PROBLEM DESCRIPTION:
What follows is a set of entries. Repeat them exactly, but not their pictures.

Stored data entries:
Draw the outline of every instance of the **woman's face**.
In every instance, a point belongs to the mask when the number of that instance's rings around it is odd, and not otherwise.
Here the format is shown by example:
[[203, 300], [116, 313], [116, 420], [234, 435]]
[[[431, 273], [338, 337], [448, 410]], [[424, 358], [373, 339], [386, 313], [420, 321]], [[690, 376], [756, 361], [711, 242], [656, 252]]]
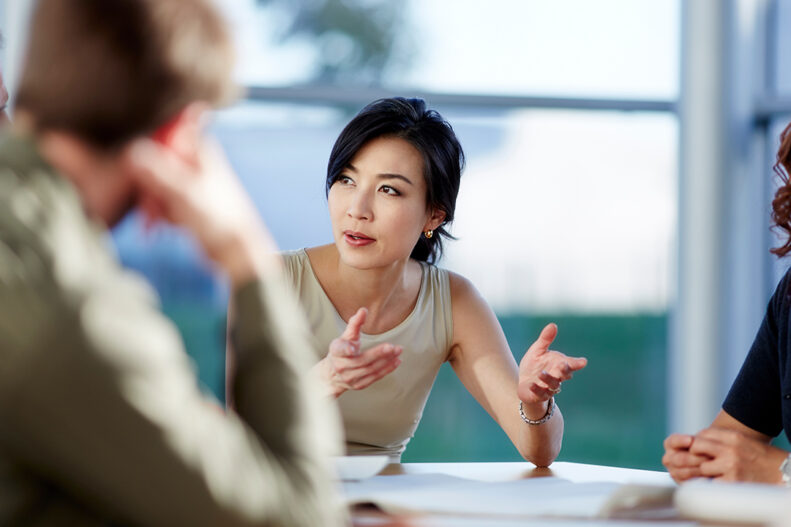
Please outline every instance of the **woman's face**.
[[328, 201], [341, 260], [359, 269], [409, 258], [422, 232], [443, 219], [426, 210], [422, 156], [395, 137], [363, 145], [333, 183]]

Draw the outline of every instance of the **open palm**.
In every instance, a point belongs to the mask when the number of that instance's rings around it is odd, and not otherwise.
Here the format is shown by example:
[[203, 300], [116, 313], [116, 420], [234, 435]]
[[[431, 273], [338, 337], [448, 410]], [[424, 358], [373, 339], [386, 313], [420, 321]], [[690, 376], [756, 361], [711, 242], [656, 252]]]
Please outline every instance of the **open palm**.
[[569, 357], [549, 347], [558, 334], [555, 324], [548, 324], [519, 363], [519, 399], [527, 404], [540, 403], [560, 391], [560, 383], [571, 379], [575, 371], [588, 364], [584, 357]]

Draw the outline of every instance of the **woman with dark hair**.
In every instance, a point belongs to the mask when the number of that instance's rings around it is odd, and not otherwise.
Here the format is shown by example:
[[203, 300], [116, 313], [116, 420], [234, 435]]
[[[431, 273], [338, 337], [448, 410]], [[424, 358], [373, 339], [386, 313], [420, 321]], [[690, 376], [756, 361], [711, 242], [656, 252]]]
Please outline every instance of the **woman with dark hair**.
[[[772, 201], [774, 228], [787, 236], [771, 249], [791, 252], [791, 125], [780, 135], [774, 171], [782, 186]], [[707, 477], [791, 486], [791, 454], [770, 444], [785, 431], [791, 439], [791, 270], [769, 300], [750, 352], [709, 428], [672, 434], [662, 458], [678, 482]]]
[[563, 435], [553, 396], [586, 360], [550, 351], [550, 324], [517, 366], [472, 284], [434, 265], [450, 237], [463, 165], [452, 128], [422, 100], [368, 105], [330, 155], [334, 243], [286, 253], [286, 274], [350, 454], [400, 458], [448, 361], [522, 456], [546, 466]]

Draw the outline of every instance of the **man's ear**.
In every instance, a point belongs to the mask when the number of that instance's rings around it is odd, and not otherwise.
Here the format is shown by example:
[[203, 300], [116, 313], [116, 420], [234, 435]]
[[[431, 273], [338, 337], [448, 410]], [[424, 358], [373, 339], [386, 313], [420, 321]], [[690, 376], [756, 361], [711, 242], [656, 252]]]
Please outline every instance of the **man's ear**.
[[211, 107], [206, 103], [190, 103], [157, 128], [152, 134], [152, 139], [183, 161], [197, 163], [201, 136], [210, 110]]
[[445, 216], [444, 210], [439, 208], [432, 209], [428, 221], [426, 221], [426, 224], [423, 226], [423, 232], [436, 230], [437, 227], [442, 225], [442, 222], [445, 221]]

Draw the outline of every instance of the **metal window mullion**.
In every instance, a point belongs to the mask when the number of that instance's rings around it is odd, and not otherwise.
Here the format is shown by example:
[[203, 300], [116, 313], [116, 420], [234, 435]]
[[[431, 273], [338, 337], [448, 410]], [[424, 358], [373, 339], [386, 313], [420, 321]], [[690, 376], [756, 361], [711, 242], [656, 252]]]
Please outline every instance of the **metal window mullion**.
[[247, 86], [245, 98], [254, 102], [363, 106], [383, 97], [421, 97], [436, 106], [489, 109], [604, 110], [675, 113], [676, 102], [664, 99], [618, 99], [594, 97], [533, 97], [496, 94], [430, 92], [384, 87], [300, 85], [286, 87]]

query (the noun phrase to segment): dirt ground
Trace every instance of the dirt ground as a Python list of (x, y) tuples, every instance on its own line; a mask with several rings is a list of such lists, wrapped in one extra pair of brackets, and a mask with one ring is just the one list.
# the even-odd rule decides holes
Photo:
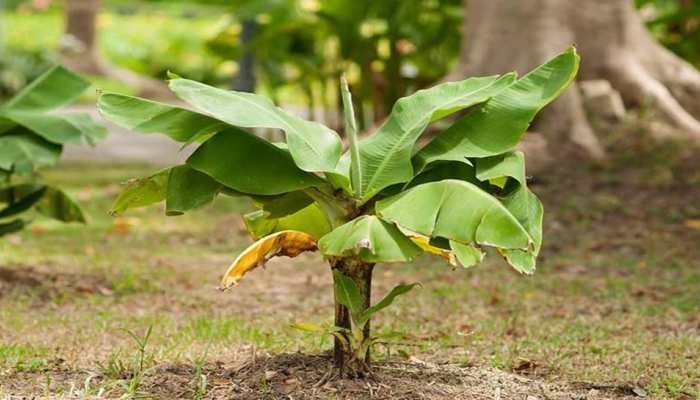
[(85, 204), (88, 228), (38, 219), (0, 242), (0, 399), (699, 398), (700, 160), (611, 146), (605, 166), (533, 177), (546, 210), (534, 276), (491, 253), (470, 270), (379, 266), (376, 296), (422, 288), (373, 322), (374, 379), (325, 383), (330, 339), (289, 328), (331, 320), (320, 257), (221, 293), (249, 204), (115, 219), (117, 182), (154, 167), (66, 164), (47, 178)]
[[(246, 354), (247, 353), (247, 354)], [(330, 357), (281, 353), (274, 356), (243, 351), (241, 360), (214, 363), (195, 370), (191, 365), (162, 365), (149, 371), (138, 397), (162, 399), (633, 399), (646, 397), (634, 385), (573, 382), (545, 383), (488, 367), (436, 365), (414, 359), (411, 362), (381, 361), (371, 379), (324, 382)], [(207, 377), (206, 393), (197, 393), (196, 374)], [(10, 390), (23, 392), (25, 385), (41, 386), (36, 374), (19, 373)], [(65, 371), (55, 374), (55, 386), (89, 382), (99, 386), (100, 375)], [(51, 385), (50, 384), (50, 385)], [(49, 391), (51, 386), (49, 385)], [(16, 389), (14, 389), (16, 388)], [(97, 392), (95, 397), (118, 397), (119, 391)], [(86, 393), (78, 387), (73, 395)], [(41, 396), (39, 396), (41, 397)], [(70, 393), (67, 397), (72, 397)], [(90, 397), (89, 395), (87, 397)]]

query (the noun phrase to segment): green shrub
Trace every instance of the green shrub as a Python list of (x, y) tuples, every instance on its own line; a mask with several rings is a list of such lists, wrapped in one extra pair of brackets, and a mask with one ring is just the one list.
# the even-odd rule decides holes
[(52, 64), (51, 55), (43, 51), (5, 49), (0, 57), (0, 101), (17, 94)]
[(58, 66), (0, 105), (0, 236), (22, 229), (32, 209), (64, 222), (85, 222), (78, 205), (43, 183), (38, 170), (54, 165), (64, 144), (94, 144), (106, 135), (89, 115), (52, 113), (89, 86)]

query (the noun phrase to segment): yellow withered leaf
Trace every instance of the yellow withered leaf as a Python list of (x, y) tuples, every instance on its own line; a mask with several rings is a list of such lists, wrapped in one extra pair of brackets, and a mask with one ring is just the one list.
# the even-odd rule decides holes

RESPONSE TO THE TASK:
Draw the outline of every instance of the **woman's face**.
In every instance, a point belongs to the mask when the number of that instance's rings around it is odd, and not otherwise.
Here the format is shown by example:
[[203, 300], [116, 313], [116, 420], [234, 435]]
[[[431, 273], [338, 337], [448, 410]], [[424, 358], [373, 339], [386, 313], [420, 321]], [[690, 376], [756, 361], [711, 242], [656, 252]]]
Please outline every instance of the **woman's face**.
[[328, 201], [341, 260], [359, 269], [409, 258], [422, 232], [443, 219], [426, 210], [422, 156], [395, 137], [363, 145], [333, 183]]

Draw the outline of every instance of the **open palm**.
In every instance, a point belongs to the mask when the number of that instance's rings around it is odd, and not otherwise.
Here the format is shown by example:
[[203, 300], [116, 313], [116, 420], [234, 435]]
[[[431, 273], [338, 337], [448, 410]], [[424, 358], [373, 339], [386, 313], [420, 321]], [[690, 376], [756, 361], [711, 242], [656, 252]]]
Please outline every instance of the **open palm**.
[[569, 357], [549, 347], [558, 334], [555, 324], [548, 324], [519, 363], [519, 399], [527, 404], [540, 403], [560, 391], [560, 383], [571, 379], [575, 371], [588, 364], [584, 357]]

Draw the outline of every instance of the **woman with dark hair**.
In every instance, a point belongs to the mask when the number of that instance's rings around it is odd, and not otherwise.
Here the format is shown by example:
[[203, 300], [116, 313], [116, 420], [234, 435]]
[[[431, 273], [338, 337], [448, 410]], [[424, 358], [373, 339], [386, 313], [420, 321]], [[690, 376], [756, 361], [711, 242], [656, 252]]]
Please outline every instance of the **woman with dark hair**.
[[[772, 201], [774, 228], [787, 236], [771, 249], [791, 252], [791, 125], [780, 135], [774, 171], [782, 186]], [[707, 477], [791, 486], [791, 454], [770, 444], [785, 431], [791, 439], [791, 270], [769, 300], [750, 352], [709, 428], [672, 434], [662, 458], [678, 482]]]
[[563, 435], [553, 396], [586, 360], [550, 351], [550, 324], [517, 366], [472, 284], [434, 265], [450, 237], [463, 165], [452, 128], [422, 100], [368, 105], [330, 155], [334, 243], [286, 253], [286, 274], [350, 454], [400, 458], [448, 361], [522, 456], [546, 466]]

Draw the outline of every instance of the **man's ear**.
In every instance, a point belongs to the mask when the number of that instance's rings around it is odd, and not otherwise.
Here the format is shown by example:
[[203, 300], [116, 313], [116, 420], [234, 435]]
[[[431, 273], [338, 337], [448, 410]], [[424, 358], [373, 339], [386, 313], [420, 321]], [[690, 376], [756, 361], [711, 242], [656, 252]]]
Please outline every instance of the **man's ear**.
[[211, 107], [206, 103], [190, 103], [157, 128], [152, 134], [152, 139], [183, 161], [197, 163], [201, 136], [210, 110]]
[[445, 216], [444, 210], [439, 208], [432, 209], [428, 221], [426, 221], [426, 224], [423, 226], [423, 232], [436, 230], [437, 227], [442, 225], [442, 222], [445, 221]]

Draw the outline of every instance of the **metal window mullion**.
In every instance, a point belongs to the mask when the number of that instance's rings around it is odd, and not otherwise.
Here the format is shown by example:
[[203, 300], [116, 313], [116, 420], [234, 435]]
[[[431, 273], [338, 337], [448, 410]], [[424, 358], [373, 339], [386, 313], [420, 321]], [[690, 376], [756, 361], [711, 242], [656, 252]]]
Please outline every instance of the **metal window mullion**.
[[247, 86], [245, 98], [254, 102], [363, 106], [383, 97], [421, 97], [436, 106], [489, 109], [604, 110], [675, 113], [676, 102], [664, 99], [618, 99], [594, 97], [533, 97], [496, 94], [430, 92], [384, 87], [300, 85], [286, 87]]

query (the noun phrase to segment): dirt ground
Trace every instance of the dirt ground as a Python list of (x, y) tuples, every instance on its own line; a mask with several rings is a list of such lists, wrapped in one extra pair of brackets, and a mask with one ring is just the one list.
# the even-odd rule decides holes
Photo:
[(85, 204), (88, 228), (38, 219), (0, 242), (0, 399), (699, 398), (700, 160), (611, 146), (605, 166), (533, 177), (546, 210), (534, 276), (491, 253), (470, 270), (379, 266), (376, 296), (422, 288), (373, 322), (374, 379), (325, 383), (330, 339), (289, 328), (331, 320), (320, 257), (221, 293), (249, 204), (115, 219), (117, 182), (154, 167), (66, 164), (47, 178)]
[[(246, 354), (247, 353), (247, 354)], [(330, 357), (281, 353), (274, 356), (243, 351), (241, 360), (214, 363), (195, 370), (191, 365), (162, 365), (149, 371), (138, 397), (162, 399), (633, 399), (646, 397), (634, 385), (573, 382), (545, 383), (488, 367), (436, 365), (414, 359), (411, 362), (381, 361), (371, 379), (324, 382)], [(207, 377), (206, 393), (197, 393), (196, 374)], [(10, 390), (23, 392), (25, 385), (41, 386), (36, 374), (19, 373)], [(65, 371), (55, 374), (55, 386), (89, 382), (99, 386), (100, 375)], [(51, 385), (50, 384), (50, 385)], [(49, 391), (51, 386), (49, 385)], [(16, 389), (14, 389), (16, 388)], [(97, 392), (95, 397), (118, 397), (119, 391)], [(86, 393), (78, 387), (73, 395)], [(41, 396), (39, 396), (41, 397)], [(70, 393), (67, 397), (72, 397)], [(90, 397), (89, 395), (87, 397)]]

query (the noun phrase to segment): green shrub
Trace every instance of the green shrub as a Python list of (x, y) tuples, every instance on its own line; a mask with several rings is a list of such lists, wrapped in one extra pair of brackets, and a mask with one ring is just the one list.
# the even-odd rule decides holes
[(52, 64), (51, 55), (43, 51), (5, 49), (0, 57), (0, 101), (17, 94)]
[(58, 66), (0, 105), (0, 236), (22, 229), (32, 209), (64, 222), (85, 222), (78, 205), (43, 183), (38, 170), (54, 165), (64, 144), (94, 144), (106, 135), (89, 115), (52, 113), (89, 86)]

query (the noun phrase to segment): yellow withered leaf
Trace every instance of the yellow withered leaf as a Python list of (x, y) tuples, every instance on its own line; a mask with several rings is a list of such lists, wrapped in one extra pair of brackets, and a mask with one ring is just the one list.
# the even-odd rule decides holes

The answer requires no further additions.